**Brief**
Render the lines below, from the one containing "Guideline: for each instance of the snowy" through the final line, inclusive, as a Markdown table with the columns Row and Line, omitting any blank lines.
####
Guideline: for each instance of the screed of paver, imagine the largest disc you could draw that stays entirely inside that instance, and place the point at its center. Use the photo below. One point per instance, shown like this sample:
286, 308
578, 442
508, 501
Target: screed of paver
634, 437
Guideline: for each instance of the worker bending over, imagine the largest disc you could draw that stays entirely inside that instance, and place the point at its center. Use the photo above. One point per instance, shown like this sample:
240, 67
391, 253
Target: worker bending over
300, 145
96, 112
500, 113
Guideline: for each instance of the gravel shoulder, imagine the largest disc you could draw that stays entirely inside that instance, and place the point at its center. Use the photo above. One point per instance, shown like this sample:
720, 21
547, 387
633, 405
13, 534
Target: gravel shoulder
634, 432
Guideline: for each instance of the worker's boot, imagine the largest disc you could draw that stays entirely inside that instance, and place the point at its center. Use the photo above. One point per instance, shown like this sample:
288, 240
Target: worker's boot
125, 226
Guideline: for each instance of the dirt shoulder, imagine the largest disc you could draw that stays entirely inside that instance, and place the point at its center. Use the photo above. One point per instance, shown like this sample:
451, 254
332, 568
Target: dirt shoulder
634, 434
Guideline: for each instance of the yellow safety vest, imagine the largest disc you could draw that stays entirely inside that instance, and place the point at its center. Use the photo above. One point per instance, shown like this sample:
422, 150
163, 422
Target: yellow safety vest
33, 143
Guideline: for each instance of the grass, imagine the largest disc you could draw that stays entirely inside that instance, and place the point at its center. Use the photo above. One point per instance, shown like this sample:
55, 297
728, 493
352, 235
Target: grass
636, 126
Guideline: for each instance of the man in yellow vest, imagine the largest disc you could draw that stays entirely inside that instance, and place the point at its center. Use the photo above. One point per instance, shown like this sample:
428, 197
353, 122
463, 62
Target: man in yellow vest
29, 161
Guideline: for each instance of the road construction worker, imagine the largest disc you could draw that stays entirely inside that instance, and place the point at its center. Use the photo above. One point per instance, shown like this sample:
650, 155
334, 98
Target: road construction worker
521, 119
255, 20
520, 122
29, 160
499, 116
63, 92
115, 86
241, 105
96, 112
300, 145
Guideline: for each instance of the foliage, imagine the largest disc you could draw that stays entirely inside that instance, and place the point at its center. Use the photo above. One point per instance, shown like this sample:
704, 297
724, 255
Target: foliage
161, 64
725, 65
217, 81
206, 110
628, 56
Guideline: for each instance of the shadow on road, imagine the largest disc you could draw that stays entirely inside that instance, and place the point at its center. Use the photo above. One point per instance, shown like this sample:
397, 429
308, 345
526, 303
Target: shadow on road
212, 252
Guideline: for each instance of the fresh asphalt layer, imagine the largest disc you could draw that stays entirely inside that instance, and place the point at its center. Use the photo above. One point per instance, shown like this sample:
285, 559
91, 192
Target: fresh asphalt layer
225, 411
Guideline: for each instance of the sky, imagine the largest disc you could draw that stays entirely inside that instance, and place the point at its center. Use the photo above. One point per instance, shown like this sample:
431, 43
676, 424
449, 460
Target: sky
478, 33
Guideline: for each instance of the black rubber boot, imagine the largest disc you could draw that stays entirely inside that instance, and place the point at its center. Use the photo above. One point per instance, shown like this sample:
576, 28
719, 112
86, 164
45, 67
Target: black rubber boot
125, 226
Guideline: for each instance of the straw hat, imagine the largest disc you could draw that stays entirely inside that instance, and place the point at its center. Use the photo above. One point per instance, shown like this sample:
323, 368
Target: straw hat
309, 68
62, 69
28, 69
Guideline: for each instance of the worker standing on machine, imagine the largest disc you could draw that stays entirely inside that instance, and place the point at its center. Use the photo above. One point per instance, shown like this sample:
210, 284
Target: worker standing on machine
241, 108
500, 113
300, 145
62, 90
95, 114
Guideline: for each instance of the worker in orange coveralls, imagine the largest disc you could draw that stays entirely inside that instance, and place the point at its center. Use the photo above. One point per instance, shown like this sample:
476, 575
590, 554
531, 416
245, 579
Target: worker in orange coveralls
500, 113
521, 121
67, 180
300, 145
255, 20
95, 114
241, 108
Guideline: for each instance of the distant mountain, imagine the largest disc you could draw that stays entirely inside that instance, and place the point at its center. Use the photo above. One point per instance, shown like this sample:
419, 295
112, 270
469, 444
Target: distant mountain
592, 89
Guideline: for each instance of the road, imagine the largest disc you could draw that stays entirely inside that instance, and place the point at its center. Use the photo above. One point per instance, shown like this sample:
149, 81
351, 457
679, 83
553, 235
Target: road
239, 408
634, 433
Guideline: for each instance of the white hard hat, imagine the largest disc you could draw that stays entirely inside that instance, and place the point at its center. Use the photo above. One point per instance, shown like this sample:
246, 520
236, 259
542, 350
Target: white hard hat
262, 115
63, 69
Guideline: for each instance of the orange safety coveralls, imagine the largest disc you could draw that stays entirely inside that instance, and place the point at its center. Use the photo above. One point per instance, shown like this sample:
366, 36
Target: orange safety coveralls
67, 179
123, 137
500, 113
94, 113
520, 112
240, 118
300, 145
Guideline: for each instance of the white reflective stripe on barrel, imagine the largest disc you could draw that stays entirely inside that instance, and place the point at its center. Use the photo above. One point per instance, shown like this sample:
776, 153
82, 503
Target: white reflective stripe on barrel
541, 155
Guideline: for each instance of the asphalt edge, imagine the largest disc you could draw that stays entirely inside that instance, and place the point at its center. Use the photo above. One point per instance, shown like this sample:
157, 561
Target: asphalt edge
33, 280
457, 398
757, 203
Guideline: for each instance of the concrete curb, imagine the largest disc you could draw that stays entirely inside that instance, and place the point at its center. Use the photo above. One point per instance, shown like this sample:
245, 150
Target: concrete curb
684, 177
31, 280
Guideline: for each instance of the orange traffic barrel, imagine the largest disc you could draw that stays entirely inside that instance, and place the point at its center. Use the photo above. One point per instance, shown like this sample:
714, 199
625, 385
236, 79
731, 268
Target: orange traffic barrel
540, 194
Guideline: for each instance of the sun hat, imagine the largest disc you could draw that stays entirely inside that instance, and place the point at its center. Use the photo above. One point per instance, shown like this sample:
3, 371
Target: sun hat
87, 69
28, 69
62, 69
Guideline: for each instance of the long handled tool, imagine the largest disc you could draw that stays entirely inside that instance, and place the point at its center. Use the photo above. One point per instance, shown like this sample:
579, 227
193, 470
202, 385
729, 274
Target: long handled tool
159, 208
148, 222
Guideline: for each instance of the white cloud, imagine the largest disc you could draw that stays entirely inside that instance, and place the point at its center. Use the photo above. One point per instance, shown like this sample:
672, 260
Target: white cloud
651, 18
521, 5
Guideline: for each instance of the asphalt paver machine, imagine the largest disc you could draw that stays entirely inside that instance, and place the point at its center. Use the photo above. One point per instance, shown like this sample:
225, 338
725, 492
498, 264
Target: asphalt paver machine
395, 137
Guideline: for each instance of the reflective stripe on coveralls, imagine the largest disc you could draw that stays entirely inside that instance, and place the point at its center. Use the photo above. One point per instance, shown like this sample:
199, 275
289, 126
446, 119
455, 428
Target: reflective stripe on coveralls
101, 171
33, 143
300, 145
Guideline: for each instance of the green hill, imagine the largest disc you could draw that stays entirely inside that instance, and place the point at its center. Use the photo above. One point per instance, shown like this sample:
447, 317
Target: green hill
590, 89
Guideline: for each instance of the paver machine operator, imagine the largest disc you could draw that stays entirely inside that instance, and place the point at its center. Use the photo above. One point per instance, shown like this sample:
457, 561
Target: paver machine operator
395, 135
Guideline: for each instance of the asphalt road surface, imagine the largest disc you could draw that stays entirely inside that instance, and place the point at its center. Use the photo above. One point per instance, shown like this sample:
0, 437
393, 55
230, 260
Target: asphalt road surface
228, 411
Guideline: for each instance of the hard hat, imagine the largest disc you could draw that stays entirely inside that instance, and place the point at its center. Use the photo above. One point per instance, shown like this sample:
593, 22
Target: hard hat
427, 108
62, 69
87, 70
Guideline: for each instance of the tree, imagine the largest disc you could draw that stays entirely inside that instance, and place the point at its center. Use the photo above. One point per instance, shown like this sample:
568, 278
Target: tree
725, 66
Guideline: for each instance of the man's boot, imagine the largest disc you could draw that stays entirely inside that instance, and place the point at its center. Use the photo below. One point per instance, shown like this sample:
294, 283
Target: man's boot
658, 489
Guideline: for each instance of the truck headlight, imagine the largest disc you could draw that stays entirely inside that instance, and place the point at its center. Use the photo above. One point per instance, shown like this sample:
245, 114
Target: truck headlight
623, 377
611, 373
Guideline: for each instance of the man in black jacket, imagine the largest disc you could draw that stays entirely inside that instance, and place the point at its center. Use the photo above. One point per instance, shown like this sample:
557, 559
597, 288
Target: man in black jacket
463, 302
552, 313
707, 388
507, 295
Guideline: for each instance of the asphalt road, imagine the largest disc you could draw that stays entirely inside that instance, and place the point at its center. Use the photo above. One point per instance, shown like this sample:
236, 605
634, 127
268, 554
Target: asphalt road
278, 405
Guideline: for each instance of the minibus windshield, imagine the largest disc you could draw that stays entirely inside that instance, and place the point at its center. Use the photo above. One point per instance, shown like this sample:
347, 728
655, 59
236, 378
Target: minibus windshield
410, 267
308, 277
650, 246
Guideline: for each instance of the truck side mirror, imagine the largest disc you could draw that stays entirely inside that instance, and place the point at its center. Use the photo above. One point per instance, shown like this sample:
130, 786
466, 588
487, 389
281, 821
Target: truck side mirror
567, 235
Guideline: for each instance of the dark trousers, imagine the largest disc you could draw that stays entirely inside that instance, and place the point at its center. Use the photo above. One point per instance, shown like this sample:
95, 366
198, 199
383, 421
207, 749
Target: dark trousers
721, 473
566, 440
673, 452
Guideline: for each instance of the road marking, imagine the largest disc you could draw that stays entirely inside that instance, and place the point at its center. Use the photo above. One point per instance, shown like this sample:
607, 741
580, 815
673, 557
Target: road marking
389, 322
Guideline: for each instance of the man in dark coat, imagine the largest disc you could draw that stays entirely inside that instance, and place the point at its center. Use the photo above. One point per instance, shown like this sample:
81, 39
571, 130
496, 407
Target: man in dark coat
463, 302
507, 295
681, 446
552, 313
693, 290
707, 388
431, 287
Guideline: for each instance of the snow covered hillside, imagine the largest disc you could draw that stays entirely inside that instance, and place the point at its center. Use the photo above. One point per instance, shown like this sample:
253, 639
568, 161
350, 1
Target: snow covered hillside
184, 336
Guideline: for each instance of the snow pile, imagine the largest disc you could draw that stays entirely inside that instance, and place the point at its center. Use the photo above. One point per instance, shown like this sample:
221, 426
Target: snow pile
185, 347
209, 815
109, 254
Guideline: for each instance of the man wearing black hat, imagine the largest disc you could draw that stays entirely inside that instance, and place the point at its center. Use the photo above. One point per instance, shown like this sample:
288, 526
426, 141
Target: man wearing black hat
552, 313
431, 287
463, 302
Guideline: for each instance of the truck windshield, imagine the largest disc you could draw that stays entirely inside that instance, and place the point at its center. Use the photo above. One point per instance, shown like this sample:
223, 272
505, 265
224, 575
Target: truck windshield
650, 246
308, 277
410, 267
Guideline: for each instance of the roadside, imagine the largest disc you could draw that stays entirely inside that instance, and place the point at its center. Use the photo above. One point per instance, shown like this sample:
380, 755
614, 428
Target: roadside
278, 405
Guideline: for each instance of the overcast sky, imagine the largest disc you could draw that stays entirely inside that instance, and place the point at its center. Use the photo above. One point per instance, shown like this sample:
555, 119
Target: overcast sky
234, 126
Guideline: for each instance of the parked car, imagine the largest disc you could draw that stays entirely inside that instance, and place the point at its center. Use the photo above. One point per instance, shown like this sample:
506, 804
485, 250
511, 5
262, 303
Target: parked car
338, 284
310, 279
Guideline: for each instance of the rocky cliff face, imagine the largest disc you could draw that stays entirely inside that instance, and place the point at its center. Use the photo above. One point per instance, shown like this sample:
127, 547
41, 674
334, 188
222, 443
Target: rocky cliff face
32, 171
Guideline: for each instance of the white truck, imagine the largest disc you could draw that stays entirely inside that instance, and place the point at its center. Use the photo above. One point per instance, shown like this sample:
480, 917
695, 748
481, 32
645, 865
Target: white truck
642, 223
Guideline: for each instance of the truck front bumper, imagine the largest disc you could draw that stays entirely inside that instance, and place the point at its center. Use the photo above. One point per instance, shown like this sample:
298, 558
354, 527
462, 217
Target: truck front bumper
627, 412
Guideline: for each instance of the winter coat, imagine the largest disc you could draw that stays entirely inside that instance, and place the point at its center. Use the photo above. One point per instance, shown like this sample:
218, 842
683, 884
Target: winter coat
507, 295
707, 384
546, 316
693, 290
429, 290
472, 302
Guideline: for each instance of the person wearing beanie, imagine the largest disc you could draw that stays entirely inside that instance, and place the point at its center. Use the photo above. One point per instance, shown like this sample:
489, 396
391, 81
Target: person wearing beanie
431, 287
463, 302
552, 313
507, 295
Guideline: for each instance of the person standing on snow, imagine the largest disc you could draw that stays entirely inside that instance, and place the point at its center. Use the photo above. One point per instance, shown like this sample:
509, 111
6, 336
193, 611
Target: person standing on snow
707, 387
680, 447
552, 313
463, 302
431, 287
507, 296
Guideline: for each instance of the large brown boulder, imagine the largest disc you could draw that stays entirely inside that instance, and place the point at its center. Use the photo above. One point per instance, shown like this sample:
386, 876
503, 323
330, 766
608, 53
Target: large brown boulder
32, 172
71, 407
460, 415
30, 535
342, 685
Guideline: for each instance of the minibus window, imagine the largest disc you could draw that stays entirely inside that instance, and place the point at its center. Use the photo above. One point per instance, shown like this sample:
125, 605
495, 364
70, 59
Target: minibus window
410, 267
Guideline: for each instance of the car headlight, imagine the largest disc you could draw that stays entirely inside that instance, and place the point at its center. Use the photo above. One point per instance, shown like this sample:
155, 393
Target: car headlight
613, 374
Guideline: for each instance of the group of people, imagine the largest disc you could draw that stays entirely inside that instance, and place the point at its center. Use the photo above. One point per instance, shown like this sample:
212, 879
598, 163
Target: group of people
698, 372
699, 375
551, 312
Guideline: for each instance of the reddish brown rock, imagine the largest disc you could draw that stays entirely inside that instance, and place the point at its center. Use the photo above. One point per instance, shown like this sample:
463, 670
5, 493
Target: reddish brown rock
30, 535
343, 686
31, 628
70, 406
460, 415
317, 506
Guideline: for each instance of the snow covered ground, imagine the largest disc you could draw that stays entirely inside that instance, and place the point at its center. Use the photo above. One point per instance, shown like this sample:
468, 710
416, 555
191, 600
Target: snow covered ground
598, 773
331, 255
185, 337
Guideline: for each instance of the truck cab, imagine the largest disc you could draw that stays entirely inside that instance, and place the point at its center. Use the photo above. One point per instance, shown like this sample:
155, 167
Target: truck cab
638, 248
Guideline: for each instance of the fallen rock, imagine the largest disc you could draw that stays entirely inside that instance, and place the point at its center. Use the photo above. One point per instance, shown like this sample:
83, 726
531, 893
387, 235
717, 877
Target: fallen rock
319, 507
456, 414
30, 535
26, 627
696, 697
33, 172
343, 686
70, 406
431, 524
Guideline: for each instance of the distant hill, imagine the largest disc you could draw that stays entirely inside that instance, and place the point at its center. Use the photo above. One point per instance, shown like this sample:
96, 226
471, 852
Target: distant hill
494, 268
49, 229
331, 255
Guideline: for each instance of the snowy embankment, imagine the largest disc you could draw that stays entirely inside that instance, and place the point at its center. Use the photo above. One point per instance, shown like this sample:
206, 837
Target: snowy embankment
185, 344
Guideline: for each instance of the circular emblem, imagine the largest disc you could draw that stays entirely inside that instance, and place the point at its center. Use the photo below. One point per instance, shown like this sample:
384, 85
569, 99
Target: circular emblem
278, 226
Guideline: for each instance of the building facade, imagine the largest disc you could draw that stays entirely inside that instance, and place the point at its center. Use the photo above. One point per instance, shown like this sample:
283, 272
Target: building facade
####
**Reply**
| Row | Line |
|---|---|
| 1 | Guideline: for each instance of the snowy embankment, imagine the largest disc you could draw that stays entirely inside that instance, and place the point at its center. Use the photo above. One point per instance, shown like this sample: |
| 2 | 206, 837 |
| 3 | Target: snowy embankment |
| 4 | 185, 344 |
| 5 | Guideline: for each instance of the circular emblem, imagine the largest disc you could draw that stays entirely inside that instance, and place the point at its center. Use the photo below. One point per instance, shown like this sample: |
| 6 | 384, 85 |
| 7 | 569, 99 |
| 8 | Target: circular emblem |
| 9 | 278, 226 |
| 10 | Guideline: for each instance of the building facade, imagine the largest disc you could draw that stays entirely inside that instance, and place the point at its center. Use the photo above. One point per instance, shown like this sample: |
| 11 | 283, 272 |
| 12 | Target: building facade |